» **TEXT BLOCK**:

Novo19 Capital Corp. and Nobel Resources Inc. Enter into Letter of Intent for Business Combination

September 22, 2020 4:26 PM EDT | Source: Nobel29 Resources Corp.

Toronto, Ontario--(Newsfile Corp. - September 22, 2020) - Novo19 Capital Corp. ("Novo19" or the "Corporation"), an unlisted reporting issuer in British Columbia and Alberta, is pleased to announce it has entered into a letter of intent dated September 17, 2020 (the "LOI") with Nobel Resources Inc. ("Nobel"), a private company incorporated under the laws of the Province of Ontario with mining assets located in Chile, pursuant to which Novo19 and Nobel have agreed to complete an arrangement, amalgamation, share exchange, or similar transaction to ultimately form the resulting issuer (the "Resulting Issuer") that will continue on the business of Nobel (the "Transaction"), subject to the terms and conditions outlined below. Concurrently with the completion of the Transaction, the Resulting Issuer will seek to list its common shares for trading on a nationally recognized stock exchange in Canada.

Nobel is an Ontario corporation with a head office in Toronto Ontario. Nobel, through its option agreement with Mr. Gunther Stromberger (90%) and Ms. Elsa Duarte Horta (10%) (the "Option Agreement"), holds interests in the Algorrobo IOCG Copper Project (the "Project" or "Algorrobo"), located in the coastal IOCG (Iron, Oxide, Copper, Gold) belt in northern Chile, approximately 25km from the port of Caldera on the Pacific Ocean. Pursuant to the Option Agreement, Nobel can acquire a 100% ownership interest in the Project.

Algorrobo is an extensively mineralized IOCG (Iron Oxide Copper-Gold) system in one of the most important producing IOCG belts globally and is relatively unexplored except for an extensive history of small-scale mining. Production from the Project is sold to Enami, the Chilean government mining company that has processing facilities (mill and smelter) in Copiapo approximately 50 km to the south. The Project is permitted for mining which is a key advantage for Nobel. The Project is located in the Atacama region of northern Chile. This area is host to numerous deposits including the Candelaria Mine with one of the large copper reserves in Chile estimated at 600 million tonnes of ore grading 0.95% copper, 3.84 million ounces of Gold and 576 million ounces of Silver.

» **EXERCISE 1**: List every Canadian province named in the announcement of the Novo19–Nobel letter of intent.

» **RECORDS FOR THIS EXERCISE**:
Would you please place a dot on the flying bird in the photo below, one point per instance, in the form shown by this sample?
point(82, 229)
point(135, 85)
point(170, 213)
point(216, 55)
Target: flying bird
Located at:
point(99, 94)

» **EXERCISE 2**: Set out each line of the entries above as a numbered list, omitting blank lines.

» **FINISHED ANSWER 1**: British Columbia, Alberta, Ontario

» **FINISHED ANSWER 2**:
1. Would you please place a dot on the flying bird in the photo below, one point per instance, in the form shown by this sample?
2. point(82, 229)
3. point(135, 85)
4. point(170, 213)
5. point(216, 55)
6. Target: flying bird
7. Located at:
8. point(99, 94)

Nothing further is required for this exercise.